The give-and-take dance in ‘reggae Bill’

Uhuru and Raila

President Uhuru Kenyatta and ODM leader Raila Odinga distribute BBI signing documents to regional representatives in Nairobi on November 25,2020 when they launched the collection of signatures.

Photo credit: File | Nation Media Group

What you need to know:

  • The principle underlying this is the equality of the vote and of representation.
  • In all, there will be a total of 360 single-member constituencies in the National Assembly.

The abrupt postponement on November 19 of the BBI signature collection launch caught everybody by surprise. It was variously described by those involved as necessitated by a “delay” in printing due to last-minute “minor editorial changes”.

However, it was apparent the stoppage had been caused by the chorus from multiple interest groups that a “consensus” be worked out on contentious points in the BBI draft prior to the referendum. Reggae, of course, had not stopped.

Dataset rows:
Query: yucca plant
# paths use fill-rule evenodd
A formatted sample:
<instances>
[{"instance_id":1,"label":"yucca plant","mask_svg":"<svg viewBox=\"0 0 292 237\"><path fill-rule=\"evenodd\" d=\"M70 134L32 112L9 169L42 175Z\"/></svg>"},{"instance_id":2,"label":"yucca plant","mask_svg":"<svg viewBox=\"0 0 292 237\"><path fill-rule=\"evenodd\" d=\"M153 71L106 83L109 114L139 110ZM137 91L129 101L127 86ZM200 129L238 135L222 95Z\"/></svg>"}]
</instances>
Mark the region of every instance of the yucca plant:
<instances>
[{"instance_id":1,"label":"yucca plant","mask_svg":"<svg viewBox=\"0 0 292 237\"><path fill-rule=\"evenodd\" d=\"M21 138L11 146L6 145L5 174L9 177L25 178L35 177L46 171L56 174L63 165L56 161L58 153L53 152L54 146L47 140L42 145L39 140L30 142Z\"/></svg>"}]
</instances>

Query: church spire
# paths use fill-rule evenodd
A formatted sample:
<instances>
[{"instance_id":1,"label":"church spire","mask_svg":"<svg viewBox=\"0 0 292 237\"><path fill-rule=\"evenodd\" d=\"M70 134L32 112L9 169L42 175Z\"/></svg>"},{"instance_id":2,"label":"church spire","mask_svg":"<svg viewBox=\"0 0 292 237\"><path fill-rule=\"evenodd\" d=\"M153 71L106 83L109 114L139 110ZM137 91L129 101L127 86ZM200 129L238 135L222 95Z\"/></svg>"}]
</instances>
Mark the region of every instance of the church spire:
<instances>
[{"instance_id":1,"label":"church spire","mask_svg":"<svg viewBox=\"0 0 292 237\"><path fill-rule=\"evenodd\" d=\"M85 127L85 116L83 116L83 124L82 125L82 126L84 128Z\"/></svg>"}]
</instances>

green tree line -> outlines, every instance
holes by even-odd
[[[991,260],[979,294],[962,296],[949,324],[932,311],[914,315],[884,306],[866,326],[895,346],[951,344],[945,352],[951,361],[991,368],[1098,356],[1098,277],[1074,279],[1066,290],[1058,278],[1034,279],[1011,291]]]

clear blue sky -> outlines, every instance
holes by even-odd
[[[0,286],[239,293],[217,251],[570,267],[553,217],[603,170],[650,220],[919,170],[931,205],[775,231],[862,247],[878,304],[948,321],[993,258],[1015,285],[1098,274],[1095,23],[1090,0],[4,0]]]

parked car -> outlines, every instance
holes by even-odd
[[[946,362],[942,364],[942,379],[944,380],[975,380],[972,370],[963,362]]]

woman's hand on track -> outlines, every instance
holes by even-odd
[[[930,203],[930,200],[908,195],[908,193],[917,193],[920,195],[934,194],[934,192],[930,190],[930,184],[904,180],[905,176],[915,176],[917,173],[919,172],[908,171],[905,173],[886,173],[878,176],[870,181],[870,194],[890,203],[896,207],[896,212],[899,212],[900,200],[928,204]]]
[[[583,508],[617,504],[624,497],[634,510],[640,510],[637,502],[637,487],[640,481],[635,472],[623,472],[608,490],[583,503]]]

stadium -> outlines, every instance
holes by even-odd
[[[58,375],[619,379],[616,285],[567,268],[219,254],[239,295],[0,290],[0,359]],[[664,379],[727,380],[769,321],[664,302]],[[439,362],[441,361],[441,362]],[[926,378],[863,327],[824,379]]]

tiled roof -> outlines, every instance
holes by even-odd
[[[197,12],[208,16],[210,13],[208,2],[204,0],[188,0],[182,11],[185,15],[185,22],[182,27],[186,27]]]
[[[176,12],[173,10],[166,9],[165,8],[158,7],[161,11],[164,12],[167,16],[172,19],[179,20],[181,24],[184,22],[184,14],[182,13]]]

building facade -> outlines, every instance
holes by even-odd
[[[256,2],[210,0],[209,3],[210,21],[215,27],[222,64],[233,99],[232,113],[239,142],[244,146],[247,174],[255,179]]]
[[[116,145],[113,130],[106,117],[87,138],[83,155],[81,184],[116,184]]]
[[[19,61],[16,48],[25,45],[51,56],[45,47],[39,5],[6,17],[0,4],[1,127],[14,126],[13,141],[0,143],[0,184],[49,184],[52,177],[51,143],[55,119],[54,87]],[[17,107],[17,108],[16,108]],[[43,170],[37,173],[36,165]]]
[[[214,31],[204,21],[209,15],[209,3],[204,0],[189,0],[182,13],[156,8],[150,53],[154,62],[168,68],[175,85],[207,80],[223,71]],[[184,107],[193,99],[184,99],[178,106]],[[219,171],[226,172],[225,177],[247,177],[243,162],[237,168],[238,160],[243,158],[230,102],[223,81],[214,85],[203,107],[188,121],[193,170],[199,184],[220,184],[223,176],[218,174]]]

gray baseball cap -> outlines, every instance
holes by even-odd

GIVEN EXERCISE: Decide whether each statement agrees with the BBI article, answering yes or no and quoting the words of the article that decide it. 1. The BBI signature collection launch was postponed on November 19. 2. The National Assembly will have a total of 300 single-member constituencies. 3. Those involved described the postponement as caused by a delay in printing.

FINISHED ANSWER:
1. Yes: "The abrupt postponement on November 19 of the BBI signature collection launch caught everybody by surprise."
2. No: "In all, there will be a total of 360 single-member constituencies in the National Assembly."
3. Yes: "It was variously described by those involved as necessitated by a “delay” in printing due to last-minute “minor editorial changes”."